§ **To do**:
- A) In the column on Houston's Nov. 6 vote, what would Proposition 3 let voters decide?
- B) From the column on Houston's Nov. 6 vote, copy word for word the stretch from "Wednesday, October 24, 2001" through "I visited Japan.".

§ **Text block**:
——————

Wednesday, October 24, 2001 Volume 67, Issue 45



Nov. 6 means changes for Houston

Kristin Buchanan

Last summer I experienced a sneak peek into the future when I visited Japan.

Aside from everything being smaller, there were wonderful little conveniences that made life in Houston seem archaic. Instead of sitting through endless hours of traffic, I
rode the Japanese railway to get around. It was a wonderful experience. The trains were clean and arrived on time. (Our bus system can't even claim that.)

Fellow Coogs, with your votes we can see Houston journey out of the dark ages and into the present millennium. Nov. 6 is our chance to let our voices be heard.

If you're confused about the difference between the two light rail proposals, let me break it down.

Proposition 1 would allow voters to decide on expansion on the light rail system. Proposition 3 would allow voters to decide if the rail should be pulled up, letting the
hundreds of millions of dollars already spent to build it go to waste. Ultimately, it's our decision.

Personally, I'd like to see more efficient public transportation in Houston.

A rail system would lower pollution. With fewer cars on the road, emissions would become less of an issue. (No doubt the city would never be the same again -- could
the Houston skyline be complete without the dense layer of fog? It might take a little getting used to.)

With the new transportation system, Houstonians would not only be breathing easier, we would be getting more exercise walking to and from the train stations -- not to
mention the many flights of stairs that would be within the stations. Who knows, we might even lose a few pounds collectively, forcing us to relinquish our title as "fattest
city" to someone else.

Rather than obsess over minute details such as the great inconveniences involved or whether or not it's even a realistic expectation considering the size of the greater
Houston area, imagine for a moment Houston life with a system of aboveground trains.

——————

§ **Available data**:
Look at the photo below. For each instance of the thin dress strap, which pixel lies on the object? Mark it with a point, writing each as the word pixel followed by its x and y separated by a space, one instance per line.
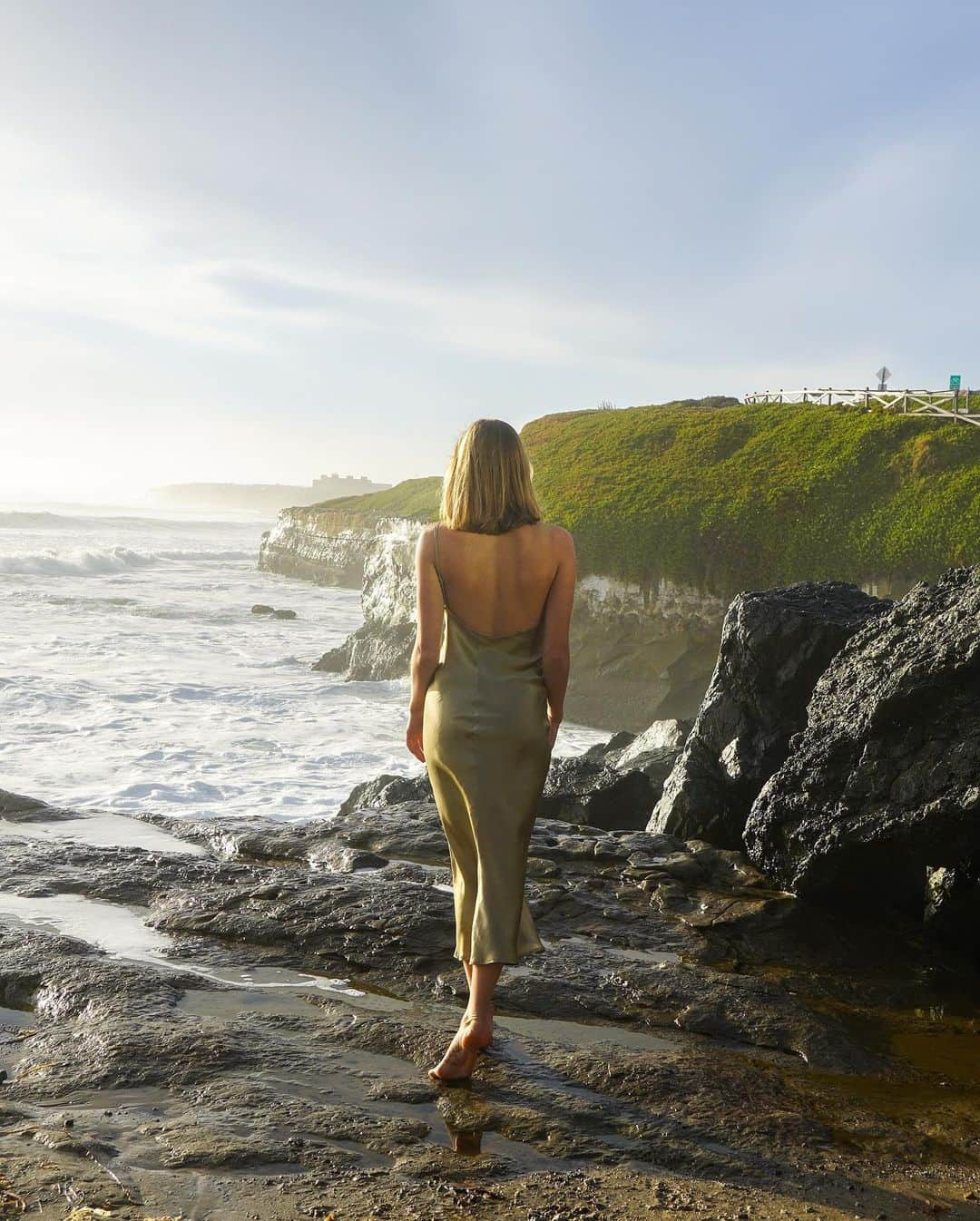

——————

§ **The solutions**:
- A) Whether the light rail should be pulled up.

- B)
Wednesday, October 24, 2001 Volume 67, Issue 45



Nov. 6 means changes for Houston

Kristin Buchanan

Last summer I experienced a sneak peek into the future when I visited Japan.